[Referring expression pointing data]

....

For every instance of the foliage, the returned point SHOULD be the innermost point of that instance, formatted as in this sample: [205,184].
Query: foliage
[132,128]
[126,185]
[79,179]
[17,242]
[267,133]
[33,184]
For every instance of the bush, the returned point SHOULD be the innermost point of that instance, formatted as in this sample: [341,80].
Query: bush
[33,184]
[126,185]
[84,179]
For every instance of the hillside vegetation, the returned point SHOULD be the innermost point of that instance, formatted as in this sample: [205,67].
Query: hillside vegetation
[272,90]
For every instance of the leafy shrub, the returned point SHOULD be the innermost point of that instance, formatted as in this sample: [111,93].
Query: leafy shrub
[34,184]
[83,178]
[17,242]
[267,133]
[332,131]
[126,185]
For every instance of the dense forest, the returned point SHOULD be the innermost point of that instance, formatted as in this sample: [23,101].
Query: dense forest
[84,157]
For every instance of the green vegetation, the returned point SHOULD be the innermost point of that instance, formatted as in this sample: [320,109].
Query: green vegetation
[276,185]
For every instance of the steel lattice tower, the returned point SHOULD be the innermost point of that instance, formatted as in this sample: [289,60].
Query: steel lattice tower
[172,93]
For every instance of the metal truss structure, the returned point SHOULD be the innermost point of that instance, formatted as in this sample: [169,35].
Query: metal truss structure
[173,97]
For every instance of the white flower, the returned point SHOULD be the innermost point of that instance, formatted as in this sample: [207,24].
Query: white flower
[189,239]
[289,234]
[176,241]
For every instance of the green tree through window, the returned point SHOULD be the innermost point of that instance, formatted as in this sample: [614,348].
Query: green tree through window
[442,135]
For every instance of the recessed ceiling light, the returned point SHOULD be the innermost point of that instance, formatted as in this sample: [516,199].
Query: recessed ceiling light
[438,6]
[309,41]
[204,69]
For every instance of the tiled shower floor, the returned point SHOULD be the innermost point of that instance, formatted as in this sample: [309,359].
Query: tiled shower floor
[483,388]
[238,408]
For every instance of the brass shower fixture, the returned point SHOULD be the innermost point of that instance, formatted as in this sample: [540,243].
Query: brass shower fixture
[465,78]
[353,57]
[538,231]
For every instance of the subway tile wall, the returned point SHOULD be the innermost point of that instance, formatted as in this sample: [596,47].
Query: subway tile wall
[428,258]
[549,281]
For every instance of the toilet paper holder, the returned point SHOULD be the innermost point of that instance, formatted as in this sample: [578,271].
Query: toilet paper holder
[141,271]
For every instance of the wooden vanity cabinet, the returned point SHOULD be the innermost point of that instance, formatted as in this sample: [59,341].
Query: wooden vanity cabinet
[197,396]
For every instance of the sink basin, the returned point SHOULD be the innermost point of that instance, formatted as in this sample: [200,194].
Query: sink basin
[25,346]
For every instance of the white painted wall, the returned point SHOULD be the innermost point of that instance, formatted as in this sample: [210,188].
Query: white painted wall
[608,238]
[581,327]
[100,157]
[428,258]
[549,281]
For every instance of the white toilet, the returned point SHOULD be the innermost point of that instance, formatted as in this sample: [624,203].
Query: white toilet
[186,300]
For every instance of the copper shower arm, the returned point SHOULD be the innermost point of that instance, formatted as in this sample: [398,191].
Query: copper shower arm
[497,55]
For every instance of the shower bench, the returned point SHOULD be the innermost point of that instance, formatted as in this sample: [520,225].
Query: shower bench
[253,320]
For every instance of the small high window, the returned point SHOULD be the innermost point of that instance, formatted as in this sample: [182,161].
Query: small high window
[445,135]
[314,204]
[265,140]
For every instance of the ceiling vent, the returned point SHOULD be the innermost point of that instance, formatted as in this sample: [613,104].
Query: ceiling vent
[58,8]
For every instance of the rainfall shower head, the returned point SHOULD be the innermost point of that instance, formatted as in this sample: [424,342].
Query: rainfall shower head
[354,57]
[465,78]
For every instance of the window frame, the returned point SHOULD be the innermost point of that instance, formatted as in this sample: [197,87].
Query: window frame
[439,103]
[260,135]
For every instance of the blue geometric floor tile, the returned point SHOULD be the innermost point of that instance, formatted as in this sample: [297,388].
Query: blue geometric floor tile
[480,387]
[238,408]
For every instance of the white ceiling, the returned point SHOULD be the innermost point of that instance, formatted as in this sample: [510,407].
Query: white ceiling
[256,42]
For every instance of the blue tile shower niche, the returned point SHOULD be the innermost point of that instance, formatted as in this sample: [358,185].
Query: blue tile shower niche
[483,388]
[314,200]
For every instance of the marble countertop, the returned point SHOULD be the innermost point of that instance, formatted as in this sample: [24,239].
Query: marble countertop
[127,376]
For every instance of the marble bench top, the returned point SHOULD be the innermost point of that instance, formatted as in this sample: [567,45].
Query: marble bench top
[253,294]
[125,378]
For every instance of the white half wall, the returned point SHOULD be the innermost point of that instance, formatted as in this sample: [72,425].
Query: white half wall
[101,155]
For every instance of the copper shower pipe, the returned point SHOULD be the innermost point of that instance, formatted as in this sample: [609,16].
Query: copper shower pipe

....

** DIRECTIONS FOR THIS TASK **
From the records above, determine how many lines hold "pipe" and give only that number.

** EXERCISE OUTPUT **
2